*EXTRAIT DE PAGE*.
>>

Pierre Kuhn : En Suède, on voit dans tous les services des papas qui sont présents. Cela est soutenu par la société suédoise, puisqu'il y a un congé paternel qui permet aux deux parents d’être présents durant les deux premiers mois de la vie de l’enfant. Les pères peuvent donc être là dans les tout premiers jours de vie de l’enfant, un moment où, souvent, la maman est en train de récupérer de son accouchement prématuré. Le père peut donc à la fois apporter les premiers soins à son enfant et soutenir la mère dans une situation qui reste toujours un traumatisme.
Les bénéfices de cette approche suédoise sont-ils documentés ?

<<

*CONSIGNE*. Recopiez le passage de l'extrait sur le congé paternel en Suède qui va de "Pierre Kuhn : En" jusqu'à "toujours un traumatisme." inclus, en substituant "pères" à "papas".

*DONNÉES D'ENTRÉE*.
>>

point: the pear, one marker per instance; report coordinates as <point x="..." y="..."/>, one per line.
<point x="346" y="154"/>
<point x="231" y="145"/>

<<

*RÉPONSE*.
Pierre Kuhn : En Suède, on voit dans tous les services des pères qui sont présents. Cela est soutenu par la société suédoise, puisqu'il y a un congé paternel qui permet aux deux parents d’être présents durant les deux premiers mois de la vie de l’enfant. Les pères peuvent donc être là dans les tout premiers jours de vie de l’enfant, un moment où, souvent, la maman est en train de récupérer de son accouchement prématuré. Le père peut donc à la fois apporter les premiers soins à son enfant et soutenir la mère dans une situation qui reste toujours un traumatisme.